Supplied passage —
If you would like to know more about squid, check out my comprehensive guide.
Tools You'll Need
- A sharp knife
- Cutting board (preferably one designated for seafood)
- Strainer and small bowl for the ink sac (optional)
Step-by-Step Instructions
Step 1: Separate the head from the body
Grasp the lower end of the body in one hand, then the area above the eyes in the other. Pull the head and the body in opposite directions, twisting slightly as you go.
Step 2: Collect the ink sac (optional)
Skip this step if you do not need the ink sac, the small black vein that comes with the innards.
Gently remove the sac using a knife or your fingers. Puncture and squeeze the contents into a bowl with some water or vinegar. You can use a spoon and press it against a strainer. Some ink can also be collected behind the eyes.
Step 3: Remove the beak
Expose the beak, a round piece of inedible cartilage, by squeezing the area below the eyes. Pull it out with your fingers or cut it with a knife, then discard it.

Task requirements —
1. In the squid instructions, what is the beak described as?
2. List every tool the squid instructions name as needed.
3. For each statement, say whether it agrees with the squid instructions, and quote the words that decide it.
(a) The head and body should be pulled in the same direction.
(b) Some ink can be collected behind the eyes.
(c) The beak should be kept after it is removed.

Records from a collection —
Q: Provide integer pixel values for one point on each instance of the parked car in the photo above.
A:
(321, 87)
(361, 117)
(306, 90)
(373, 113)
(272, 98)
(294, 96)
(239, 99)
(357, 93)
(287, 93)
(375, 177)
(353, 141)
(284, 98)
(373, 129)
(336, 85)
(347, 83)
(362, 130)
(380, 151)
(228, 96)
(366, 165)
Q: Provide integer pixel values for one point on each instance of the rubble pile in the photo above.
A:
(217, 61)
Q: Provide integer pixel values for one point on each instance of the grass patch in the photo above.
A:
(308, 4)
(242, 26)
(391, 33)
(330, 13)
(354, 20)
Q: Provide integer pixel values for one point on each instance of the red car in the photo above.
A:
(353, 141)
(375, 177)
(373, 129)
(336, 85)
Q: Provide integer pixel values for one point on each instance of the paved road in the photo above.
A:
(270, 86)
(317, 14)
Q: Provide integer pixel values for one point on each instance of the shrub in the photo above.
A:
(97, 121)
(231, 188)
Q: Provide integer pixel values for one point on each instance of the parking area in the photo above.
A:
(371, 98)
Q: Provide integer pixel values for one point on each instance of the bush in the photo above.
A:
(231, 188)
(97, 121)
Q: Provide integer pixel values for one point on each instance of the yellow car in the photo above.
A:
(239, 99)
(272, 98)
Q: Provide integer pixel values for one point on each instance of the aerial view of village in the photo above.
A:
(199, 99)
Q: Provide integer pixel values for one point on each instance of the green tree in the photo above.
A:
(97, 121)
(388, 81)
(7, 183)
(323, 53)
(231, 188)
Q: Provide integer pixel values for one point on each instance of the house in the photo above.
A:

Complete answers —
1. A round piece of inedible cartilage.

2.
- A sharp knife
- Cutting board (preferably one designated for seafood)
- Strainer and small bowl for the ink sac (optional)

3.
(a) No: "Pull the head and the body in opposite directions"
(b) Yes: "Some ink can also be collected behind the eyes."
(c) No: "then discard it"